[PROVIDED RECORDS]

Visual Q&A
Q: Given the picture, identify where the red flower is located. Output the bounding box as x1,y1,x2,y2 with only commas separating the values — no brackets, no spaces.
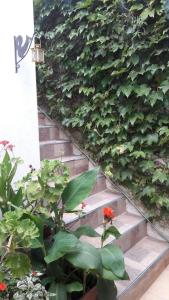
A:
0,140,9,146
103,207,115,220
6,144,15,152
0,282,7,292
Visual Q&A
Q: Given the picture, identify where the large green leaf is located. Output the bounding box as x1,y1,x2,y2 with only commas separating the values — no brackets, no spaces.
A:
73,225,99,238
99,245,125,278
66,281,83,293
66,241,102,275
97,278,117,300
5,252,31,278
44,231,80,264
49,282,67,300
102,268,129,281
101,226,121,243
62,168,99,211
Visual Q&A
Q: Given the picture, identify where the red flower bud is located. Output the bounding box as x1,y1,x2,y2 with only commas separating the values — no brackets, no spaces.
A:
103,207,115,220
0,282,7,292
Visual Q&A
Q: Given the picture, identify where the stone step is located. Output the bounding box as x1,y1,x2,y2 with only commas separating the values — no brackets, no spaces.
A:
38,110,169,299
58,155,89,176
81,212,147,253
63,189,125,230
40,140,73,160
39,125,68,141
140,264,169,300
117,236,169,300
38,112,55,126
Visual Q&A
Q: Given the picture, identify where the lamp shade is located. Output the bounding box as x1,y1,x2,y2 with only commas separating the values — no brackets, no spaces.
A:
31,44,44,63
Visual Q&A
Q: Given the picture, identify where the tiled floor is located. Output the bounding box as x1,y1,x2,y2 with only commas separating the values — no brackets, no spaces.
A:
140,264,169,300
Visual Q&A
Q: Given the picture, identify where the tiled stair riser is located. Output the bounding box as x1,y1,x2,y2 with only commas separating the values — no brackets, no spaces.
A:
117,246,169,300
40,141,73,159
39,126,60,141
63,157,89,176
66,196,126,231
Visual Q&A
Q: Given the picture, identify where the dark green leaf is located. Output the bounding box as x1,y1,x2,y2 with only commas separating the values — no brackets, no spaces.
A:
62,168,99,211
66,282,83,293
49,282,67,300
44,231,79,264
101,226,121,243
73,225,99,238
66,241,102,275
99,245,125,278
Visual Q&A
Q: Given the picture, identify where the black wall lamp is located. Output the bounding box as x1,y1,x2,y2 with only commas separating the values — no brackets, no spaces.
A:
14,34,44,73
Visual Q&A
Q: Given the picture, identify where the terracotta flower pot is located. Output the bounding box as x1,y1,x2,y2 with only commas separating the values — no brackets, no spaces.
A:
80,287,97,300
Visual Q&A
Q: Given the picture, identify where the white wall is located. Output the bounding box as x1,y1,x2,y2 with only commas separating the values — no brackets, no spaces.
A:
0,0,40,180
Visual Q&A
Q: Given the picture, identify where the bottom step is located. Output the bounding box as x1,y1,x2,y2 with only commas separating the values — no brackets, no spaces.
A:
140,264,169,300
117,236,169,300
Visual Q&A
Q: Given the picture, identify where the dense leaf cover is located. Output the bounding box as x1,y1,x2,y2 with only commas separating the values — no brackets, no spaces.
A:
36,0,169,214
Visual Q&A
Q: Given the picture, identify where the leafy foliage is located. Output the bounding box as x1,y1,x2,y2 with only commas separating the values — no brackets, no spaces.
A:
0,148,126,299
36,0,169,214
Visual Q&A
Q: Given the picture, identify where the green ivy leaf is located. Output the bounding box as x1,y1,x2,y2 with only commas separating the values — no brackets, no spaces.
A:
152,170,168,183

[/PROVIDED RECORDS]

**EXERCISE DESCRIPTION:**
Looking at the entries above, copy out every line in which "wall" occurs.

**ANSWER TO THIS PROBLEM:**
Q: Given the picture, identify where the black wall lamp is located. Output the bounding box as x1,y1,x2,y2 with only commas separating the values — no brackets, no spaces.
Q: Given the picture, identify where the white wall is located. Output the bounding box as x1,y1,x2,y2 with only commas separating the values — no brackets, no spaces.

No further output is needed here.